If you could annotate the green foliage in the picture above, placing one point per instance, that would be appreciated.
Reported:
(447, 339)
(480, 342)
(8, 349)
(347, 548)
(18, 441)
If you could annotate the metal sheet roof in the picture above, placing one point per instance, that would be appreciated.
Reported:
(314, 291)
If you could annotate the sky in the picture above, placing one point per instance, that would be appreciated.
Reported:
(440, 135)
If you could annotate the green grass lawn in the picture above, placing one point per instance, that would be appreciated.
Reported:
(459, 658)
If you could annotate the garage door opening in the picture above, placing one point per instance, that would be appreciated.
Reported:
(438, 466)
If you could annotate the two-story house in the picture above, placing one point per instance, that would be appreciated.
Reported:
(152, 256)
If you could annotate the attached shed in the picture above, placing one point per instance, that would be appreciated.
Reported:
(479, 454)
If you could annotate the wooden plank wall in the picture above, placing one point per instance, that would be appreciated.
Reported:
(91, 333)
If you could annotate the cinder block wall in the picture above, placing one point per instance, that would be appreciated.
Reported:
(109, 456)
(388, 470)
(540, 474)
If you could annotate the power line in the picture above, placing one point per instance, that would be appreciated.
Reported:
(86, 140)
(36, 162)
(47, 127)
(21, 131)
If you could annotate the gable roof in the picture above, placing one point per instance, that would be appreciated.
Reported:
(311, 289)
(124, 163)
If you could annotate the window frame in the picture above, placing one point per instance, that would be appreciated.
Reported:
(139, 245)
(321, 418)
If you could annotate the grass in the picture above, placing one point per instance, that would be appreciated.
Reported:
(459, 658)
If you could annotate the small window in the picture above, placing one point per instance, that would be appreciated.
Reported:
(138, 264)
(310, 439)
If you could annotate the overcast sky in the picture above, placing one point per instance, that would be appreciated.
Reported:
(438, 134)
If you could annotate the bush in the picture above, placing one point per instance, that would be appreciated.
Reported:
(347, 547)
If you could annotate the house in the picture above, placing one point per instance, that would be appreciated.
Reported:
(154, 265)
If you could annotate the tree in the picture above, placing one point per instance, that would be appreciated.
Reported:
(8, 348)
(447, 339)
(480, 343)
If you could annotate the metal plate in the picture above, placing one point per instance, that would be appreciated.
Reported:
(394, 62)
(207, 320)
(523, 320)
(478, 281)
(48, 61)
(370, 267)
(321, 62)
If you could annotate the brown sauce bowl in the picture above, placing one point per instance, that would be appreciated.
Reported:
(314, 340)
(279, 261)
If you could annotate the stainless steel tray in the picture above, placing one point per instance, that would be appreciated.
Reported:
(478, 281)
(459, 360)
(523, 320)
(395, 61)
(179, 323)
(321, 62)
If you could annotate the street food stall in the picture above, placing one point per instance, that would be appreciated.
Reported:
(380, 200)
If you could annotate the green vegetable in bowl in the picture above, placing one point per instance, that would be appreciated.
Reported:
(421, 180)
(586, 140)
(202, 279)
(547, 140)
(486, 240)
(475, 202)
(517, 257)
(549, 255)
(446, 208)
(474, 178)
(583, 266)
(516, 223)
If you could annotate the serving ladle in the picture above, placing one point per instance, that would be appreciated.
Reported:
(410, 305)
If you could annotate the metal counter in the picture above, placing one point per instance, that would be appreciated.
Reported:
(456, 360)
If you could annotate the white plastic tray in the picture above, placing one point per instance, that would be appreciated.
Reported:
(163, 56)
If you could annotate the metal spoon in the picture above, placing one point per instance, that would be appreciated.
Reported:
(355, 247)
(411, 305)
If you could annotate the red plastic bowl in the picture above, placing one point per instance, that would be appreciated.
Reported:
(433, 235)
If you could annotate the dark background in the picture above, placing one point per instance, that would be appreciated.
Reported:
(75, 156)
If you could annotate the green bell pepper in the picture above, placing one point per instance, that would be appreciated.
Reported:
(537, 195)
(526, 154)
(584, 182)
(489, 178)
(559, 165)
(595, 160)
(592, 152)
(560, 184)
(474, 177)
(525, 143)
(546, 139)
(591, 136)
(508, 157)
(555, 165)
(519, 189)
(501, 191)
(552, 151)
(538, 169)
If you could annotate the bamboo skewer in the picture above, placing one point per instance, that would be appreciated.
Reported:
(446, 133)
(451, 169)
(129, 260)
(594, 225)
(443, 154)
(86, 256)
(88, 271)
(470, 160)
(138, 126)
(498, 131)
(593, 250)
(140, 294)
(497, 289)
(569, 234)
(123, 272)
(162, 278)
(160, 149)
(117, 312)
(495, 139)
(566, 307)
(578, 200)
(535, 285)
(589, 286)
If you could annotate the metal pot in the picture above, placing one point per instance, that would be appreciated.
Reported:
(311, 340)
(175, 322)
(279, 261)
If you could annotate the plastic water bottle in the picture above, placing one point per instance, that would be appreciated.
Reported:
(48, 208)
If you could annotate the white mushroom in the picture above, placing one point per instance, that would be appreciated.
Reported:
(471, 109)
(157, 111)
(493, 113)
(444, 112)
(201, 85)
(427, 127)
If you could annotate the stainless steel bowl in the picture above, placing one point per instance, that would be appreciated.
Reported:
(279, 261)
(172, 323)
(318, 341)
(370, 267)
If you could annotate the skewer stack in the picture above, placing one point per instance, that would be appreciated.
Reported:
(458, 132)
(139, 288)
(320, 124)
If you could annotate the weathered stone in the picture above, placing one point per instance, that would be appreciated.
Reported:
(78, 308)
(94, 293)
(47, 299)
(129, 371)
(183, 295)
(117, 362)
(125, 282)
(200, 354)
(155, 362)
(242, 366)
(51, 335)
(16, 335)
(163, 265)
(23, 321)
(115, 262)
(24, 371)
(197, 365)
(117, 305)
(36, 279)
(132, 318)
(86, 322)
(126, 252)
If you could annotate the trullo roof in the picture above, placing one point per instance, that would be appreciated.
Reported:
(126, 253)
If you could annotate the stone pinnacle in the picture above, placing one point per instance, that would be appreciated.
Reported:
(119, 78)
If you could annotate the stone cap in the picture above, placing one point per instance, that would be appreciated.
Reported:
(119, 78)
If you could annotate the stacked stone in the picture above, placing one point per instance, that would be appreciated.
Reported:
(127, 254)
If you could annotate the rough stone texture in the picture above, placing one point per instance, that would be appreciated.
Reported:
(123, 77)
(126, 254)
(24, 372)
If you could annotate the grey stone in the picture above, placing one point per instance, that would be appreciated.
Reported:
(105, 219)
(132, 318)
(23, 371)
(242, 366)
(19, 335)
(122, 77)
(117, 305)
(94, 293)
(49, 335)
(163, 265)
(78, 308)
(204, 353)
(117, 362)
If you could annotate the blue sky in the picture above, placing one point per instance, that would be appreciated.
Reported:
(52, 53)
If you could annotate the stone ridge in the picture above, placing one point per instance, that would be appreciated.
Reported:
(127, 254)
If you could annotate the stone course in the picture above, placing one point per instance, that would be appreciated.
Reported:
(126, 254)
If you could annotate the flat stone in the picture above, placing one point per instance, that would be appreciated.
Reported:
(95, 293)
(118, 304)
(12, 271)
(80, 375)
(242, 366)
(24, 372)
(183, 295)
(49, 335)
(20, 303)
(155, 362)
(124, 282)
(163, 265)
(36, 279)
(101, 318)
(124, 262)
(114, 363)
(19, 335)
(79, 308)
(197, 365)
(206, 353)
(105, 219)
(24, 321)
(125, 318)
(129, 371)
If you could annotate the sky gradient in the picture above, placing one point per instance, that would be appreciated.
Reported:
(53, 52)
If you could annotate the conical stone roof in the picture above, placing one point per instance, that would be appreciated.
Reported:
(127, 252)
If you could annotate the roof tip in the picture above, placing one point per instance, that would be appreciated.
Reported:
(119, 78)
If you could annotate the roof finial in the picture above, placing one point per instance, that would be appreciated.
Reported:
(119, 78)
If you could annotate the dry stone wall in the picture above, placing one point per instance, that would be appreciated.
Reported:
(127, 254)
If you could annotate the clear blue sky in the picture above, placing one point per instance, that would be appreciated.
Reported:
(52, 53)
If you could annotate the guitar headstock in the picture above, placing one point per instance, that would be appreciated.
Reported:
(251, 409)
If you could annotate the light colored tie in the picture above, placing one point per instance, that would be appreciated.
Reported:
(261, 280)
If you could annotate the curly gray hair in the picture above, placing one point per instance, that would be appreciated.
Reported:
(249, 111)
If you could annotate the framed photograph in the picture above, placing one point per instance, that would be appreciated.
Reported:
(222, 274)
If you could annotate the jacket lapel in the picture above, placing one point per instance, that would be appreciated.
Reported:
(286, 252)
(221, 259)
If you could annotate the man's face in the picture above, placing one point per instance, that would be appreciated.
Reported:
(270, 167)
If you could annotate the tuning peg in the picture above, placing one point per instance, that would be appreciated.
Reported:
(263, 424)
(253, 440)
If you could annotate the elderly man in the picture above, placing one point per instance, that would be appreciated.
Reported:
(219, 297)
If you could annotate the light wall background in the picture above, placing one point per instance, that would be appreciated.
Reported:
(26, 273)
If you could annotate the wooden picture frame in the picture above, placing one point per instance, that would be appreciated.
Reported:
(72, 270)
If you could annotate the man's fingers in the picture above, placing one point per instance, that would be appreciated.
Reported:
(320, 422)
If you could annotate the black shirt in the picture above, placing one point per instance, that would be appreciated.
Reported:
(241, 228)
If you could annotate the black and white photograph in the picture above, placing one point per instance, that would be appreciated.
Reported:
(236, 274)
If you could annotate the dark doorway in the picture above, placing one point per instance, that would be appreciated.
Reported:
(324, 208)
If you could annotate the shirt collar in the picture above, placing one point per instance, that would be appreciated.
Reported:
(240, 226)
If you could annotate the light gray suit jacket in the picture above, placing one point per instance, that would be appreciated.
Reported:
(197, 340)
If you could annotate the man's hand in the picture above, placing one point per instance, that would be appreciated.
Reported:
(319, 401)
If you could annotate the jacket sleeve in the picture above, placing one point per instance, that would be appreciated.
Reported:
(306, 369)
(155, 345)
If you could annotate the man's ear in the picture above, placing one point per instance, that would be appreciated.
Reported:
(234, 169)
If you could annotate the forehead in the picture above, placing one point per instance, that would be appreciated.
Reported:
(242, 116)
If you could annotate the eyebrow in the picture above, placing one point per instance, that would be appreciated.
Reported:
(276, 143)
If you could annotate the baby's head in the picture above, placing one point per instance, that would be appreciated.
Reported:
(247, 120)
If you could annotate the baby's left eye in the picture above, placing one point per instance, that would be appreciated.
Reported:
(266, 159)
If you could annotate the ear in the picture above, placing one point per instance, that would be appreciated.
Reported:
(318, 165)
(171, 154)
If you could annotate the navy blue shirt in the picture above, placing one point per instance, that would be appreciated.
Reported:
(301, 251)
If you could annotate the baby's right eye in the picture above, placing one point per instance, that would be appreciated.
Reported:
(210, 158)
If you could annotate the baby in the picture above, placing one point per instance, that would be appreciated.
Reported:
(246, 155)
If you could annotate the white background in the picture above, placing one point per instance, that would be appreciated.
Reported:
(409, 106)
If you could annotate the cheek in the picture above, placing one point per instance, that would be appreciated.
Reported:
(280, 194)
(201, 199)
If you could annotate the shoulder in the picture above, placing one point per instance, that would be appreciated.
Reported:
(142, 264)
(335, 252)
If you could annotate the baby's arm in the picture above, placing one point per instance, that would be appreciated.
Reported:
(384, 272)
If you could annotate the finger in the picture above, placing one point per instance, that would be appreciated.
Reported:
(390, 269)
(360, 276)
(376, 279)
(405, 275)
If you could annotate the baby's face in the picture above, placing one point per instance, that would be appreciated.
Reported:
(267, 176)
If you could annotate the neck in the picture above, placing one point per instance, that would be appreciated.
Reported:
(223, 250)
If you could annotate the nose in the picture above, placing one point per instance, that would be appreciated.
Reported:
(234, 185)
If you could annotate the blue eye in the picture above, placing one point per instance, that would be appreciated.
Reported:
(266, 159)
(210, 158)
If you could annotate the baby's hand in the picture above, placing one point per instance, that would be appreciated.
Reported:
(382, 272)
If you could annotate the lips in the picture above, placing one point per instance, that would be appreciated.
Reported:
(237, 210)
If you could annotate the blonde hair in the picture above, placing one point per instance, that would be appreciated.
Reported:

# Task directions
All that is wanted is the number of lines in the records that include the string "baby".

# Answer to this task
7